**Work to be completed**
Reproduce the records below exactly as they appear.

Referring expression data:
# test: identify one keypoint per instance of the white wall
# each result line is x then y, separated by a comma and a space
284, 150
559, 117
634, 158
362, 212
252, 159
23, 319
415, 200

**Solution below**
# test: identify one keypoint per instance of the white wall
# each result line is x then y, separated by a comma and a space
284, 150
559, 117
634, 158
362, 212
252, 159
23, 319
415, 200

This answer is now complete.